=== Exercise description ===
In the records below, find the line with "Return one point per instance of the blue"; retype that line and all the following lines through the end, exactly, and add nothing.

=== Data for this exercise ===

┄┄┄┄┄┄

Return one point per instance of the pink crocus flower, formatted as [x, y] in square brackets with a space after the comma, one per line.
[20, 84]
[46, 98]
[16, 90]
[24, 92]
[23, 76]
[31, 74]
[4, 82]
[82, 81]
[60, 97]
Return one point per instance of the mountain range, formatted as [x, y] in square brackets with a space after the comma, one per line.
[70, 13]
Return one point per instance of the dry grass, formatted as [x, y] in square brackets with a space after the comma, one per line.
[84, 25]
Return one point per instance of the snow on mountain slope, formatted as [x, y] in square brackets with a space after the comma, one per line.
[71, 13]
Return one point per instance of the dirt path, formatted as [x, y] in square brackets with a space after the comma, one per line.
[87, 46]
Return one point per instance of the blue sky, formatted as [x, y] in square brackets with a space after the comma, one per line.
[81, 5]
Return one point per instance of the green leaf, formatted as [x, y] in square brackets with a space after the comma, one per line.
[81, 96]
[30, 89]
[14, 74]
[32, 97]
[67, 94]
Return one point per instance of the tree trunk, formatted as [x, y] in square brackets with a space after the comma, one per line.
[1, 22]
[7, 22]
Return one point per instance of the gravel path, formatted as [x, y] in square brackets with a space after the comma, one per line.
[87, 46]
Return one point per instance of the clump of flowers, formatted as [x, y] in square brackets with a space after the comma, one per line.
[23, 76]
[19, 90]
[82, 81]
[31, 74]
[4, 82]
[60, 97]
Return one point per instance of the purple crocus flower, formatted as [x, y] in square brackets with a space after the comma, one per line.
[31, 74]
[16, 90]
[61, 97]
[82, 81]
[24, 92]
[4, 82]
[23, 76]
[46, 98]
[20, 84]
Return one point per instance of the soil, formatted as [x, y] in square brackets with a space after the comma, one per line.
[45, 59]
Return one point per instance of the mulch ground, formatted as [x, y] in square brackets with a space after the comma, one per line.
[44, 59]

┄┄┄┄┄┄

=== Reply ===
Return one point per instance of the blue sky, formatted as [x, y] in square brackets with a space after the comma, one per line.
[81, 5]
Return one point per instance of the green leaf, formatted as [x, y] in square brackets with a space after the comma, one per line.
[81, 96]
[30, 89]
[14, 74]
[32, 97]
[67, 94]
Return one point per instance of the tree trunk, formatted as [x, y] in square brackets with a space after the comma, one per line.
[1, 22]
[7, 22]
Return one point per instance of the gravel path, formatted as [x, y] in square brackets with a space after the comma, one per line.
[87, 46]
Return one point per instance of the clump of flowers, formatted as [x, y] in square brackets with a space after the comma, one per line.
[23, 76]
[19, 90]
[82, 81]
[31, 74]
[4, 82]
[60, 97]
Return one point per instance of the purple crocus flower, formatted as [x, y] in square brackets with a space after the comma, one per line.
[31, 74]
[16, 90]
[61, 97]
[82, 81]
[24, 92]
[4, 82]
[23, 76]
[46, 98]
[20, 84]
Return one point per instance of the soil, formatted as [x, y] in square brackets with a space after the comma, one per line.
[45, 59]
Return one point per instance of the mulch ground, formatted as [x, y] in square brackets with a space after the comma, one per line.
[44, 59]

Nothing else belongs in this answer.